→ EXERCISE
Repeat each entry below without omitting a single word.

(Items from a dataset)
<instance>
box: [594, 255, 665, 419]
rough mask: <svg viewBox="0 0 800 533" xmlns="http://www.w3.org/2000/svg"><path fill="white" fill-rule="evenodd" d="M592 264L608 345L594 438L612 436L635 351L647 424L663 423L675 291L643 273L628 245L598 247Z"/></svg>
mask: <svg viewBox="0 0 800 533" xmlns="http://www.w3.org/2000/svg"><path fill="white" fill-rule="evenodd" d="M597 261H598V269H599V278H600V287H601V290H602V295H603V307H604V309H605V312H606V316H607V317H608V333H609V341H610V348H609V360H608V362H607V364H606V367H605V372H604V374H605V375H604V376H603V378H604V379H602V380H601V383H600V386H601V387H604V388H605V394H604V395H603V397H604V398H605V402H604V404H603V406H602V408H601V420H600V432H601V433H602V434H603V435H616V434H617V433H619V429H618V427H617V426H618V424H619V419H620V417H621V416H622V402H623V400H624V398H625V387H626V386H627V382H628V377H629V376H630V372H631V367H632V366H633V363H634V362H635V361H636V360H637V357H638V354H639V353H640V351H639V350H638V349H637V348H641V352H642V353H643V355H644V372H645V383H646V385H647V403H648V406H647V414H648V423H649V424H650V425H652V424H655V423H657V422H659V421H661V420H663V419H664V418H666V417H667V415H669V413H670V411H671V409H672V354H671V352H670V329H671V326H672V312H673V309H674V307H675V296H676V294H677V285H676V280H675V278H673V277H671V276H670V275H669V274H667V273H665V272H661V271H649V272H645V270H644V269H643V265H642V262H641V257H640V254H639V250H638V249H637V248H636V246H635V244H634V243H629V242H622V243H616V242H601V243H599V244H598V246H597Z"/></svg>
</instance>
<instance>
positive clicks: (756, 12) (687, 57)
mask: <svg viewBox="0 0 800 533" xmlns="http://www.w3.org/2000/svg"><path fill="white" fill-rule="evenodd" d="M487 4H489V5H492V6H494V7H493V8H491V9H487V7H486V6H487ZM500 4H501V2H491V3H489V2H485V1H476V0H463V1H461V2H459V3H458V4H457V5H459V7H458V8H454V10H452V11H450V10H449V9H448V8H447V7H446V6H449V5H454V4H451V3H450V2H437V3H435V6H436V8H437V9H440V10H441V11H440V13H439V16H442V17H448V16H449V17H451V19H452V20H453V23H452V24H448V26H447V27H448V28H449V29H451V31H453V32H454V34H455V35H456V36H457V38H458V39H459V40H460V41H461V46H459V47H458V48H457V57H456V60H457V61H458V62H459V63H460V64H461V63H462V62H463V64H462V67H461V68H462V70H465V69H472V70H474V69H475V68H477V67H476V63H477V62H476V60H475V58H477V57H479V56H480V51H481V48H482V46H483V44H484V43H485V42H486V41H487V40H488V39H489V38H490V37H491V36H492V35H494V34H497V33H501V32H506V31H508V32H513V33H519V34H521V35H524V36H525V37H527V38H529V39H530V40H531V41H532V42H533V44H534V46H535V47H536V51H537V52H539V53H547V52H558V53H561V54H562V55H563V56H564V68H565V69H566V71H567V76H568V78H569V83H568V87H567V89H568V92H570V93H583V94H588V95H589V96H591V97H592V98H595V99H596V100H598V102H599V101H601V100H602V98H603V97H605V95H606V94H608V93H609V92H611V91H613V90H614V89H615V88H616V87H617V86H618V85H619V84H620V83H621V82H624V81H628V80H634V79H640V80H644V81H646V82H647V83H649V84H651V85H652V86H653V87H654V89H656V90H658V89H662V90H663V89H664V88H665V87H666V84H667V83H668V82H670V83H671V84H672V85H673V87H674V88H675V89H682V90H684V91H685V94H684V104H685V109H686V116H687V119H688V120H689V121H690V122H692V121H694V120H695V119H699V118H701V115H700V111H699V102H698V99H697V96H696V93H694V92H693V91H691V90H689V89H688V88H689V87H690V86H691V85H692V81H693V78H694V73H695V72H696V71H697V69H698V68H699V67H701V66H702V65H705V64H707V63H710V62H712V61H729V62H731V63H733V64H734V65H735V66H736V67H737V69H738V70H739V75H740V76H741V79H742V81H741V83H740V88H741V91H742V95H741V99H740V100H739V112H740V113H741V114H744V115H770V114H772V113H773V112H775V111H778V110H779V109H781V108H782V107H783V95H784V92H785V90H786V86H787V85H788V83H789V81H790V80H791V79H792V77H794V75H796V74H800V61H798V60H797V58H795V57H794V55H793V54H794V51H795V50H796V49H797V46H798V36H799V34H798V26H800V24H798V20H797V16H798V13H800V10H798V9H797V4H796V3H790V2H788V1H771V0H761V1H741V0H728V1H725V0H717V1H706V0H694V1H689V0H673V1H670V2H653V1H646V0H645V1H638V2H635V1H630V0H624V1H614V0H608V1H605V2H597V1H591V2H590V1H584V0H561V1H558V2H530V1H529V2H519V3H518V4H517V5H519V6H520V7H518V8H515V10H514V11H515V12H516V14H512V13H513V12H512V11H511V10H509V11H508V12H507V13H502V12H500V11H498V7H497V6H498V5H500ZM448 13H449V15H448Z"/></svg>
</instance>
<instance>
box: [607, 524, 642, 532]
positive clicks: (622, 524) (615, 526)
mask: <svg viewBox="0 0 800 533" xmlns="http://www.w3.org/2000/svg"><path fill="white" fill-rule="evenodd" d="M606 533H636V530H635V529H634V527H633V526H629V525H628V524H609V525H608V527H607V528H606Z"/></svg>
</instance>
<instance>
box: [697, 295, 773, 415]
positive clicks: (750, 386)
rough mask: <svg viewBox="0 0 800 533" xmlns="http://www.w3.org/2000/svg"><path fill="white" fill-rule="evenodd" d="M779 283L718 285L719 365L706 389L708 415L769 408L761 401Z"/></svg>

→ EXERCISE RESPONSE
<instance>
box: [594, 255, 665, 419]
rough mask: <svg viewBox="0 0 800 533" xmlns="http://www.w3.org/2000/svg"><path fill="white" fill-rule="evenodd" d="M592 264L608 345L594 438L612 436L635 351L647 424L663 423L675 291L643 273L628 245L598 247Z"/></svg>
mask: <svg viewBox="0 0 800 533" xmlns="http://www.w3.org/2000/svg"><path fill="white" fill-rule="evenodd" d="M597 261H598V269H599V278H600V287H601V290H602V295H603V307H604V309H605V312H606V316H607V317H608V333H609V341H610V348H609V360H608V362H607V364H606V367H605V372H604V374H605V375H604V376H603V378H604V379H602V380H601V383H600V386H601V387H604V388H605V394H604V395H603V397H604V398H605V402H604V404H603V406H602V408H601V420H600V432H601V433H602V434H603V435H616V434H617V433H619V429H618V427H617V426H618V424H619V419H620V417H621V416H622V402H623V400H624V398H625V387H626V386H627V382H628V377H629V376H630V372H631V367H632V366H633V363H634V362H635V361H636V360H637V357H638V354H639V353H640V351H639V350H638V349H637V348H641V352H642V353H643V355H644V372H645V383H646V385H647V403H648V406H647V414H648V423H649V424H650V425H652V424H655V423H657V422H659V421H661V420H663V419H664V418H666V417H667V415H669V413H670V411H671V409H672V354H671V352H670V329H671V326H672V312H673V309H674V307H675V296H676V294H677V285H676V280H675V278H673V277H671V276H670V275H669V274H667V273H665V272H661V271H649V272H645V270H644V269H643V265H642V262H641V257H640V254H639V250H638V249H637V248H636V246H635V244H634V243H629V242H622V243H616V242H601V243H599V244H598V246H597Z"/></svg>
</instance>
<instance>
positive clicks: (756, 12) (687, 57)
mask: <svg viewBox="0 0 800 533" xmlns="http://www.w3.org/2000/svg"><path fill="white" fill-rule="evenodd" d="M487 4H489V5H492V6H494V7H493V8H491V9H487V7H486V6H487ZM500 4H501V2H491V3H489V2H485V1H476V0H463V1H461V2H459V3H458V4H457V5H459V7H458V8H454V10H452V11H450V10H449V9H448V8H447V7H446V6H449V5H454V4H451V3H450V2H437V3H435V6H436V8H437V9H440V10H441V11H440V13H439V16H442V17H448V16H449V17H451V19H452V20H453V23H452V24H448V26H447V27H448V28H449V29H451V31H453V32H454V34H455V35H456V36H457V38H458V39H459V40H460V41H461V46H459V47H458V48H457V57H456V60H457V61H458V62H459V63H460V64H461V63H462V62H463V64H462V67H461V68H462V70H465V69H472V70H474V69H475V68H477V67H476V63H477V62H476V60H475V58H477V57H479V56H480V51H481V48H482V46H483V44H484V43H485V42H486V41H487V40H488V39H489V38H490V37H491V36H492V35H494V34H497V33H501V32H506V31H508V32H513V33H519V34H521V35H524V36H525V37H527V38H529V39H530V40H531V41H532V42H533V44H534V46H535V47H536V51H537V52H539V53H547V52H558V53H561V54H562V55H563V56H564V68H565V69H566V71H567V76H568V78H569V83H568V87H567V89H568V92H570V93H583V94H588V95H589V96H591V97H592V98H595V99H596V100H598V102H599V101H601V100H602V98H603V97H605V95H606V94H608V93H609V92H611V91H613V90H614V89H615V88H616V87H617V86H618V85H619V84H620V83H621V82H624V81H628V80H634V79H640V80H644V81H646V82H647V83H649V84H651V85H652V86H653V87H654V89H656V90H658V89H662V90H663V89H664V88H665V87H666V84H667V83H668V82H670V83H671V84H672V85H673V87H674V88H675V89H682V90H684V91H685V94H684V104H685V109H686V116H687V119H688V120H689V121H690V122H692V121H694V120H695V119H699V118H701V115H700V111H699V102H698V99H697V96H696V93H694V92H693V91H691V90H689V89H688V88H689V87H690V86H691V85H692V81H693V78H694V73H695V72H696V71H697V69H698V68H699V67H701V66H702V65H705V64H707V63H710V62H712V61H729V62H731V63H733V64H734V65H735V66H736V67H737V69H738V70H739V75H740V76H741V79H742V81H741V83H740V88H741V91H742V95H741V99H740V100H739V112H740V113H741V114H744V115H770V114H772V113H773V112H775V111H778V110H779V109H781V108H782V107H783V95H784V92H785V90H786V86H787V85H788V83H789V81H790V80H791V79H792V77H794V75H796V74H800V61H798V60H797V58H795V57H794V55H793V54H794V51H795V50H796V49H797V46H798V36H799V34H798V26H800V24H798V20H797V16H798V13H800V10H798V9H797V4H796V3H790V2H788V1H771V0H761V1H741V0H728V1H725V0H717V1H706V0H694V1H689V0H673V1H670V2H653V1H646V0H645V1H638V2H635V1H630V0H624V1H614V0H608V1H605V2H597V1H591V2H590V1H584V0H561V1H558V2H530V1H529V2H519V3H518V4H517V5H519V6H520V7H518V8H515V10H514V11H515V12H516V14H512V13H513V12H512V11H511V10H509V11H508V12H507V13H502V12H500V11H498V7H497V6H498V5H500ZM448 13H449V15H448Z"/></svg>
</instance>
<instance>
box: [607, 524, 642, 532]
positive clicks: (622, 524) (615, 526)
mask: <svg viewBox="0 0 800 533" xmlns="http://www.w3.org/2000/svg"><path fill="white" fill-rule="evenodd" d="M606 533H636V530H635V529H634V527H633V526H629V525H628V524H609V525H608V527H607V528H606Z"/></svg>
</instance>
<instance>
box: [697, 295, 773, 415]
positive clicks: (750, 386)
rough mask: <svg viewBox="0 0 800 533" xmlns="http://www.w3.org/2000/svg"><path fill="white" fill-rule="evenodd" d="M779 283L718 285L719 365L706 389L708 415L769 408L761 401Z"/></svg>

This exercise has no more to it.